* **What is needed**
Your answer should be the data below, reproduced with nothing changed.

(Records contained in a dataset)
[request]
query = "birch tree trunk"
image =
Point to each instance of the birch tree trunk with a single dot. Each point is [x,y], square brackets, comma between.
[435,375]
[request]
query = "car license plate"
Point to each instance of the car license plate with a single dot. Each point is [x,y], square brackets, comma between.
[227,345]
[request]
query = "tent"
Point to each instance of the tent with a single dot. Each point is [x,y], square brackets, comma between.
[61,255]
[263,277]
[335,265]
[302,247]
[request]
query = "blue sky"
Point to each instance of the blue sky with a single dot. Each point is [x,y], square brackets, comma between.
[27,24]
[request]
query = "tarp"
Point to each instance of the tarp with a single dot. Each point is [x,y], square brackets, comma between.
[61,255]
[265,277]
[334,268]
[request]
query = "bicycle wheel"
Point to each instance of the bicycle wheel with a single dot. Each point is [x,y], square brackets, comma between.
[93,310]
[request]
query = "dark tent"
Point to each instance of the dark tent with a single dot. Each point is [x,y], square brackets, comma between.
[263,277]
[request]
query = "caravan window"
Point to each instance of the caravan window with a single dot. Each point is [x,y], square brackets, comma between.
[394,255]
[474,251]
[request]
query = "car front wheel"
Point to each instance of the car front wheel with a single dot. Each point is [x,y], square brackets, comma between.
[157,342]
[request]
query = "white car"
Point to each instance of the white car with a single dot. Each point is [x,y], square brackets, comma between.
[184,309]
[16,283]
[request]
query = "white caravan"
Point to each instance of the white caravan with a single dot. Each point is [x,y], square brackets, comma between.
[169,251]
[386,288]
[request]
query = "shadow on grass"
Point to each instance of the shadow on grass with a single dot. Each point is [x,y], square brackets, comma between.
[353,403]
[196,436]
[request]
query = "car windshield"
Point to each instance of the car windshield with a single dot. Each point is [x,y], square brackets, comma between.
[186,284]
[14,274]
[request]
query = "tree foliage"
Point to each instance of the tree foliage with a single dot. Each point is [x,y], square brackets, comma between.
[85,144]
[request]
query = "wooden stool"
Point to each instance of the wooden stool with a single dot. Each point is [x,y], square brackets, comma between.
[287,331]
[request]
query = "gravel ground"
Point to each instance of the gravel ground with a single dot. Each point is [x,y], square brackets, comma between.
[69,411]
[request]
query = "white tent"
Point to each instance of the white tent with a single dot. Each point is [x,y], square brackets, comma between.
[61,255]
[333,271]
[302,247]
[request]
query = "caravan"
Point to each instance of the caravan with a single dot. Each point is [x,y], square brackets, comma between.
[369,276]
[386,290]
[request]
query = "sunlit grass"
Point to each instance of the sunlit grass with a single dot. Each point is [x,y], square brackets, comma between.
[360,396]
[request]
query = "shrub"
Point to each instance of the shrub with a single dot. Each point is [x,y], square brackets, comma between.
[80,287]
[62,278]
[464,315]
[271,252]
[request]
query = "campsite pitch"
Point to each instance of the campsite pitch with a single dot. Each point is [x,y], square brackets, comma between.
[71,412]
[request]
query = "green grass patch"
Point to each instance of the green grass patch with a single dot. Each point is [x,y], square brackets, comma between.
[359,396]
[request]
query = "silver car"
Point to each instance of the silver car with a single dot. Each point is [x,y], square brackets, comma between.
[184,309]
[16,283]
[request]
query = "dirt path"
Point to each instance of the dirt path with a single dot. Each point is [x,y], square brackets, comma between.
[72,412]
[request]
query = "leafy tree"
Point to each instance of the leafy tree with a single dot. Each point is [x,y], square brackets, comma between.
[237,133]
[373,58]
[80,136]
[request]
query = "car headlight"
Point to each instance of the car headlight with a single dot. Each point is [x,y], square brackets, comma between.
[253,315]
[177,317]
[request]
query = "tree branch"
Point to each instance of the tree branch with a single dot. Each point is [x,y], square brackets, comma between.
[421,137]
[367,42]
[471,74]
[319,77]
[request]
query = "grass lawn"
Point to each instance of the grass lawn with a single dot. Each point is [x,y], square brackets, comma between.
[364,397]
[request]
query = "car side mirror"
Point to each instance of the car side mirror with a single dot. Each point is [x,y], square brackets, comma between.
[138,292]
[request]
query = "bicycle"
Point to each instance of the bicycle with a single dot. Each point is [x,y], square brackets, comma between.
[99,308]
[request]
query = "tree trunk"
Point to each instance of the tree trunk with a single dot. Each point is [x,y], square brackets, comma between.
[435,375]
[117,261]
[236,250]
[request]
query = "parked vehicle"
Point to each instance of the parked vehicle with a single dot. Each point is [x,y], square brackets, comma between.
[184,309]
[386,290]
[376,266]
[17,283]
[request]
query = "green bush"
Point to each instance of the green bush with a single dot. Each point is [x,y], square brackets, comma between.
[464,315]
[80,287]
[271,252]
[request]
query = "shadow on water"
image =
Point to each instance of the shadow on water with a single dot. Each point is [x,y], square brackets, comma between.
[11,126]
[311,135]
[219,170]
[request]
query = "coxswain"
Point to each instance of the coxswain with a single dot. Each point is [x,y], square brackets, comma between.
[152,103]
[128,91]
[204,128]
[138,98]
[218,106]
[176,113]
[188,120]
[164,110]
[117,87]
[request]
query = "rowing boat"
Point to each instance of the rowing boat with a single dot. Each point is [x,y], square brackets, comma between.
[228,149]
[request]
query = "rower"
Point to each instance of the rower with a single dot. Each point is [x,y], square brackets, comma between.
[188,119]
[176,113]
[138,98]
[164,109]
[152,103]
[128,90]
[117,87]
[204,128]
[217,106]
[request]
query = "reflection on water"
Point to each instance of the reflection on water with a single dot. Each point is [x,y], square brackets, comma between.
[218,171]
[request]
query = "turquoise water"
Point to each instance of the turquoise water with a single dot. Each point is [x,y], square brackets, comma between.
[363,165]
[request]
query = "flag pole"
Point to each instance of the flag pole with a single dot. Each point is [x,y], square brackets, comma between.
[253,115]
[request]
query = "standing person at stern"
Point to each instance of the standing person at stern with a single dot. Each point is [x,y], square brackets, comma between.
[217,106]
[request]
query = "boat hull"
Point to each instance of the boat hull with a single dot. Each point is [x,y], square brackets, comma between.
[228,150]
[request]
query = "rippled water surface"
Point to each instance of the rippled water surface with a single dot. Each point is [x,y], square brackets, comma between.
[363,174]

* **Answer to this problem**
[request]
query = "birch tree trunk"
image =
Point to each instance of the birch tree trunk with a single dot. Each point is [x,y], square brackets, comma between.
[435,375]
[request]
query = "car license plate"
Point to each instance of the car license plate with a single dot. Each point is [x,y], square brackets, comma between.
[227,345]
[request]
query = "tent"
Point to each instance of the tent with a single dot. Each point is [x,y], square brackets, comma between.
[61,255]
[263,277]
[335,265]
[302,247]
[request]
query = "blue sky"
Point to each instance of the blue sky with a single dot. Each point is [x,y], square brackets, comma between.
[27,24]
[request]
query = "tarp"
Point to each instance of the tarp with a single dot. Each point is [x,y], square brackets, comma between.
[61,255]
[265,277]
[334,268]
[request]
query = "bicycle wheel"
Point to each instance of the bicycle wheel with a single dot. Each point is [x,y], square brackets, comma between.
[93,310]
[request]
query = "dark tent"
Point to each instance of the dark tent with a single dot. Each point is [x,y], square brackets, comma between.
[263,277]
[request]
query = "caravan window"
Point to each instance of the caravan window with a single dot. Each point is [x,y], square brackets, comma between.
[394,255]
[474,251]
[request]
query = "car front wheel"
Point to each instance of the car front wheel with a single dot. Each point is [x,y], square brackets, comma between.
[157,342]
[request]
query = "white car"
Point to each instance of the white car with a single dot. Each point is [x,y], square brackets, comma between.
[184,309]
[16,283]
[request]
query = "white caravan"
Point to each instance of the white caravan with a single dot. Each point is [x,y], square brackets, comma between.
[169,251]
[386,288]
[request]
query = "shadow on grass"
Point to each instance of the shadow on grass with a single dot. Each point is [x,y], square brackets, comma between.
[353,403]
[196,436]
[request]
query = "car windshield"
Point to each instance of the car windshield with a single dot. Each point is [x,y], square brackets, comma between.
[186,284]
[14,274]
[request]
query = "tree foliage"
Point to each instance of the tree foliage with a single dot. Each point is [x,y], square brackets, comma between.
[85,144]
[request]
query = "wooden stool"
Point to each instance of the wooden stool with a single dot. Each point is [x,y], square brackets, comma between.
[287,331]
[request]
query = "gravel ground"
Point to each instance of the gravel ground with a single dot. Each point is [x,y], square brackets, comma between.
[69,411]
[request]
query = "white tent"
Point to each instance of the white tent with a single dot. Each point is [x,y], square brackets, comma between.
[61,255]
[333,271]
[302,247]
[request]
query = "caravan"
Point to each instance of the caravan with a single dot. Each point is [x,y], square brackets, comma between.
[369,276]
[386,290]
[request]
query = "sunlit grass"
Point to each instance of the sunlit grass with a single dot. Each point is [x,y], square brackets, comma between.
[360,396]
[request]
query = "shrub"
Point to each instance of the shrub with a single dot. Each point is [x,y], square brackets, comma between.
[80,287]
[62,278]
[464,315]
[271,252]
[request]
query = "campsite pitch"
Point to each instance of the campsite pitch with a single dot. Each point is [x,y], square brackets, comma between.
[71,412]
[request]
query = "green grass patch"
Point to each instance of the green grass patch with a single dot. Each point is [x,y], square brackets, comma between.
[359,396]
[request]
query = "silver car"
Point to each instance of the silver car with a single dot. Each point is [x,y], square brackets, comma between.
[184,309]
[16,283]
[request]
query = "dirt path"
Point to each instance of the dirt path with a single dot. Each point is [x,y], square brackets, comma between.
[72,412]
[request]
query = "leafy tree"
Point to each instance of the leafy tree with a single dot. Each point is [x,y], square brackets, comma between.
[237,133]
[373,58]
[80,136]
[request]
query = "car headlight"
Point to each instance of the car headlight with a single dot. Each point is [x,y], square brackets, comma between.
[253,315]
[177,317]
[request]
query = "tree branch"
Point to each instance of the tree branch with a single dot. Each point is [x,y], square brackets, comma between.
[421,137]
[367,42]
[471,74]
[319,77]
[request]
query = "grass lawn"
Point to each instance of the grass lawn with a single dot. Each point is [x,y], square brackets, comma between.
[364,397]
[request]
query = "car side mirror"
Point to each instance of the car side mirror with a single dot. Each point is [x,y], square brackets, comma between.
[138,292]
[request]
query = "bicycle"
Point to each instance of the bicycle with a single dot. Each point is [x,y], square brackets, comma between.
[99,308]
[request]
query = "tree trunk"
Point to each instance of the tree trunk with a single dot. Each point is [x,y], square brackets, comma between.
[435,375]
[117,261]
[236,250]
[request]
query = "parked vehicle"
Point to each instance of the parked vehicle with a single dot. Each point is [x,y], square brackets, comma between.
[184,309]
[386,290]
[376,266]
[17,283]
[request]
query = "green bush"
Point to each instance of the green bush with a single dot. Each point is [x,y], square brackets, comma between.
[464,315]
[80,287]
[271,252]
[request]
query = "shadow on water"
image =
Point to each instance of the shadow on water with a single dot. Each point is [x,y], square brackets, comma between.
[11,126]
[311,135]
[219,170]
[request]
query = "coxswain"
Point to each instance of the coxswain with a single dot. Each point is [x,y], square brackets, comma between.
[152,103]
[128,91]
[204,128]
[138,98]
[218,106]
[176,113]
[188,120]
[164,110]
[117,87]
[request]
query = "rowing boat"
Point to each instance of the rowing boat with a single dot. Each point is [x,y], square brackets, comma between.
[228,149]
[request]
query = "rower"
Point to each instance of the rower with a single dot. Each point is [x,y], square brackets, comma between.
[188,119]
[176,113]
[138,98]
[164,109]
[152,103]
[128,90]
[117,87]
[204,128]
[217,106]
[request]
query = "reflection on water"
Point to each instance of the reflection on water with a single dot. Each point is [x,y], square brackets, comma between.
[218,171]
[request]
query = "turquoise water"
Point to each instance of the turquoise water with a single dot. Each point is [x,y], square brackets, comma between.
[363,165]
[request]
query = "flag pole"
Point to each instance of the flag pole with a single dot. Each point is [x,y], square brackets, comma between.
[253,115]
[request]
query = "standing person at stern"
Point to each instance of the standing person at stern with a single dot. Each point is [x,y], square brackets, comma between.
[217,106]
[request]
query = "boat hull"
Point to each instance of the boat hull with a single dot. Each point is [x,y], square brackets, comma between.
[228,150]
[request]
query = "rippled water surface"
Point to each instance of the rippled water surface with a single dot. Each point is [x,y], square brackets, comma between.
[363,174]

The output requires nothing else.